Task 1:
Summarize the text on Rouhani's nuclear remarks in two sentences.
Task 2:
Reproduce the passage of the text on Rouhani's nuclear remarks from "ZOA National President" to "nuclear weapons program.", replacing "chief nuclear negotiator" with "lead nuclear negotiator".

Speaking on Iran’s state IRIB TV (Islamic Republic of Iran Broadcasting) on May 27, in response to the interviewer’s challenge that, as Iran’s chief nuclear negotiator in 2003-5, “everything was suspended” on Iran’s nuclear program, Rouhani said this was “a lie” and proceeded to explain that Iran, in fact, had actually breached its international commitments. Rouhani said that Iran had systematically violated its commitments under the Iran-European Union October 2003 Tehran Declaration, which committed Iran to verifiably suspending its nuclear program. He said proudly, “We did not let that happen!”
Far from honoring the commitment, in which Iran said “it has decided voluntarily to suspend all uranium enrichment and reprocessing activities,” Rouhani told the interviewer that all Iran did was merely suspend “ten centrifuges” in its Natanz enrichment facility and that it was “not a total suspension. Just reduced the yield.” When challenged that enrichment had been suspended at its Isfahan plant, Rouhani repudiated this claim, too, saying that work had continued in Isfahan on his watch during 2004-5 as had also the development of the Iranian heavy water reactor at Arak. “Do you know when we developed yellowcake? Winter 2004 … Do you know when the number of centrifuges reached 3,000? Winter 2004 … We halted the nuclear program? We were the ones to complete it! We completed the technology” (‘Rouhani, on Iranian TV in May, detailed how he broke nuclear pledge,’ Times of Israel, October 6, 2013).
ZOA National President Morton A. Klein said, “As we already argued when Rouhani was elected in July, we cannot expect moderation or honesty from him on the nuclear front.
“Even if Rouhani really was a moderate who somehow managed to be approved to run in the presidential elections by the Supreme Leader Ayatollah Ali Khameni and the Guardian Council that actually hold the keys of power in Tehran, Iranian policy would still be in their hands, not Rouhani’s.
“But in any case, as he now plainly boasted with satisfaction, Rouhani was Iran’s chief nuclear negotiator at the time Iran was concealing from the world its clandestine nuclear weapons program and taking the essential steps –– not to develop a peaceful, civilian, nuclear energy program ––but a nuclear weapons program.
“As we have argued before, it is therefore imperative that there is not the slightest weakening of sanctions and other forms of international pressure on the Iranian regime. The only chance of stopping Iran’s nuclear weapons program by non-military means –– a slender chance at best –– is to increase, not decrease, pressure on Tehran.”

Material shown:
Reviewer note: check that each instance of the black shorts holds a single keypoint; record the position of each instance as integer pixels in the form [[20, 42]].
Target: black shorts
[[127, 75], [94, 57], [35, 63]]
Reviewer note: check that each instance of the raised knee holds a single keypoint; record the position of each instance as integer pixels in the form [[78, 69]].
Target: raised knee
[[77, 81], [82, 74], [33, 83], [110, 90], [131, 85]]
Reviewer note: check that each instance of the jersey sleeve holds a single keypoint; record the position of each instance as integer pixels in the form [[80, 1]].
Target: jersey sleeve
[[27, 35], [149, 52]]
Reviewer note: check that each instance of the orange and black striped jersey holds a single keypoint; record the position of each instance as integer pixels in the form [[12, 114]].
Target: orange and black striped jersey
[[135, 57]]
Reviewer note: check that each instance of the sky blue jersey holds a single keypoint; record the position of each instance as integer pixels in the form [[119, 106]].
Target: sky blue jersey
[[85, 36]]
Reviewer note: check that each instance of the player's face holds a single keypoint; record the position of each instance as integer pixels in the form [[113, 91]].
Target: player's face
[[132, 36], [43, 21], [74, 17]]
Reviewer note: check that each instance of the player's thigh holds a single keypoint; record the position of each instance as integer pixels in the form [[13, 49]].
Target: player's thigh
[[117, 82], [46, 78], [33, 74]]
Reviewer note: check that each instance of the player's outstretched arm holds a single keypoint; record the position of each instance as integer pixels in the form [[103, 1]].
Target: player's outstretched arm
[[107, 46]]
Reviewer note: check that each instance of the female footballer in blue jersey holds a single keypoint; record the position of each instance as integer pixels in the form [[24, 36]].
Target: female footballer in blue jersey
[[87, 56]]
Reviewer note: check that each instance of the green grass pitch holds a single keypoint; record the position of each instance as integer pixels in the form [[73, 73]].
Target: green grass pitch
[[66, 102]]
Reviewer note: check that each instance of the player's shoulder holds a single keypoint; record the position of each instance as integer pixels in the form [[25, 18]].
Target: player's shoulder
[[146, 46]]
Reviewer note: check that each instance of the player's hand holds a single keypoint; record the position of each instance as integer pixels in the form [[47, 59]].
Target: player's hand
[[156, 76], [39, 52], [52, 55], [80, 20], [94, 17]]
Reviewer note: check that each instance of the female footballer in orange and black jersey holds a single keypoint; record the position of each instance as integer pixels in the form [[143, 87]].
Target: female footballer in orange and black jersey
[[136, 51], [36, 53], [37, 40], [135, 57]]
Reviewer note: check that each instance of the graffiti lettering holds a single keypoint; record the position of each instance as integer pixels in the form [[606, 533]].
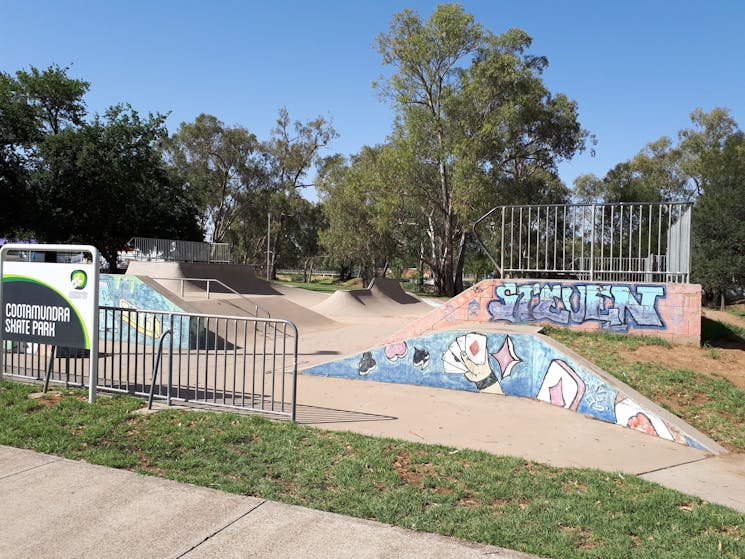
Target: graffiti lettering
[[615, 306]]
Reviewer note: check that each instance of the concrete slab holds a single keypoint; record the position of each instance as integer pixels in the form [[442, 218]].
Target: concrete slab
[[720, 479], [502, 425], [13, 460], [53, 507], [278, 530], [63, 508]]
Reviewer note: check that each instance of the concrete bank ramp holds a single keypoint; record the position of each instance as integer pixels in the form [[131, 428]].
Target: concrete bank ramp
[[494, 360], [238, 277], [384, 298]]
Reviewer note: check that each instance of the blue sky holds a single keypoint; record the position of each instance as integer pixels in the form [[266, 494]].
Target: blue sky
[[636, 68]]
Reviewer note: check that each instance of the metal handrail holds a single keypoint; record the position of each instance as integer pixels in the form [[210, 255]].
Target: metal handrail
[[156, 366], [211, 280]]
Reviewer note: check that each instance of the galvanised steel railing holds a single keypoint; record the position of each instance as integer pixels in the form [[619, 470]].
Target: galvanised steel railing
[[166, 250], [209, 290], [243, 363], [596, 242]]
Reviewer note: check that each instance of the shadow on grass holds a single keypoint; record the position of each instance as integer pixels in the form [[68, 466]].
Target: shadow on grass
[[719, 334]]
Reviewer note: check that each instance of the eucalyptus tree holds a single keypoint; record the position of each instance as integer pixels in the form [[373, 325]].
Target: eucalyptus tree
[[474, 122], [219, 164]]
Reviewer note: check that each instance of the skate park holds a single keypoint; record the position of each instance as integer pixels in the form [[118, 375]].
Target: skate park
[[383, 362]]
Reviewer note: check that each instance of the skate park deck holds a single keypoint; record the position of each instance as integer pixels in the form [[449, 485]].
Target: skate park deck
[[332, 327]]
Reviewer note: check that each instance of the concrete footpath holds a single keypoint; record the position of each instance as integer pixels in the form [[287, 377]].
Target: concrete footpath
[[52, 507]]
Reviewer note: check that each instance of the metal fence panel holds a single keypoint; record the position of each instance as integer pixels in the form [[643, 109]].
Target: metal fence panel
[[606, 242], [244, 363], [166, 250]]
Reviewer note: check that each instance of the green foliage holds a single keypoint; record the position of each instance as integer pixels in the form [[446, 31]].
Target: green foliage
[[66, 179], [102, 180], [475, 126], [503, 501], [220, 165], [719, 224], [713, 405]]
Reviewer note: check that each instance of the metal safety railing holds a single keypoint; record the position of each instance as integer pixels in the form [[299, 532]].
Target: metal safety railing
[[166, 250], [209, 290], [597, 242], [243, 363]]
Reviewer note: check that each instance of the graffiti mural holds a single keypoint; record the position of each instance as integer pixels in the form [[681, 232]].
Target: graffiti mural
[[125, 292], [615, 307], [499, 363]]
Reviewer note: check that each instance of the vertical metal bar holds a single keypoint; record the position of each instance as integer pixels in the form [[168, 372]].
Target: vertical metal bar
[[235, 356], [274, 364], [512, 235], [520, 241], [284, 362], [639, 248], [582, 245], [602, 239], [253, 369], [197, 356], [530, 227], [592, 242], [263, 370], [214, 367], [501, 253], [667, 251], [545, 256], [574, 235]]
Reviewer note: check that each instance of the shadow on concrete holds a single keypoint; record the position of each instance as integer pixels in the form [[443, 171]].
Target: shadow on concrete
[[312, 415]]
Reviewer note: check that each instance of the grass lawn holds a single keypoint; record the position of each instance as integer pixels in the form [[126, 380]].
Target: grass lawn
[[509, 502]]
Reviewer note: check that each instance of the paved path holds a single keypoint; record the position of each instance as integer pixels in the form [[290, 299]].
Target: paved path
[[52, 507]]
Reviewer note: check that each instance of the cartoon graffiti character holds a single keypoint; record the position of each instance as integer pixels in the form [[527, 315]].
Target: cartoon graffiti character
[[561, 386], [469, 355], [630, 414], [421, 358], [367, 364], [396, 351]]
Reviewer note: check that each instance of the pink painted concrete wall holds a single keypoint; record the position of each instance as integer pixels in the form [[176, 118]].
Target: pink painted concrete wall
[[667, 310]]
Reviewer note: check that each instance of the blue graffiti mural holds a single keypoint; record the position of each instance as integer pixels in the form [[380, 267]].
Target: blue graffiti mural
[[616, 307], [509, 364], [125, 292]]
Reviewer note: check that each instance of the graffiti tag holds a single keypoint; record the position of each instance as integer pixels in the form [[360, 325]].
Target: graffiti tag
[[615, 306]]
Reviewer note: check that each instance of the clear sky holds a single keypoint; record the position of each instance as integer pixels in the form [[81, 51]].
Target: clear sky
[[636, 68]]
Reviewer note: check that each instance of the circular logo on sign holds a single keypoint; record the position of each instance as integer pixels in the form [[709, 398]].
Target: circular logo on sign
[[79, 279]]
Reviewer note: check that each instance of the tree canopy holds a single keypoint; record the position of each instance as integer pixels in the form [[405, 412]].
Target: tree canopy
[[474, 126]]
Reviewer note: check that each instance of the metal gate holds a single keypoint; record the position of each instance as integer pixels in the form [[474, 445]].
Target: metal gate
[[244, 363], [608, 242]]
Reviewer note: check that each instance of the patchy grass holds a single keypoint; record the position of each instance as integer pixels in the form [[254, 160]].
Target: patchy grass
[[712, 404], [509, 502]]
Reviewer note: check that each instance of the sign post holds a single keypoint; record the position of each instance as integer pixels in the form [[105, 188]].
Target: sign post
[[54, 303]]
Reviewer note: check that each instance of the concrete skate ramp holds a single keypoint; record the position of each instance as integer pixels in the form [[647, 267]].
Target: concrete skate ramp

Problem solution 1:
In a May 27 interview on Iran's state IRIB TV, Rouhani called it a lie that Iran's nuclear program was suspended while he was chief nuclear negotiator in 2003-5, and said Iran had kept developing it in violation of the October 2003 Tehran Declaration. ZOA National President Morton A. Klein said moderation or honesty on the nuclear front cannot be expected from Rouhani, and he called for increasing, not weakening, sanctions and other pressure on Tehran.

Problem solution 2:
ZOA National President Morton A. Klein said, “As we already argued when Rouhani was elected in July, we cannot expect moderation or honesty from him on the nuclear front.
“Even if Rouhani really was a moderate who somehow managed to be approved to run in the presidential elections by the Supreme Leader Ayatollah Ali Khameni and the Guardian Council that actually hold the keys of power in Tehran, Iranian policy would still be in their hands, not Rouhani’s.
“But in any case, as he now plainly boasted with satisfaction, Rouhani was Iran’s lead nuclear negotiator at the time Iran was concealing from the world its clandestine nuclear weapons program and taking the essential steps –– not to develop a peaceful, civilian, nuclear energy program ––but a nuclear weapons program.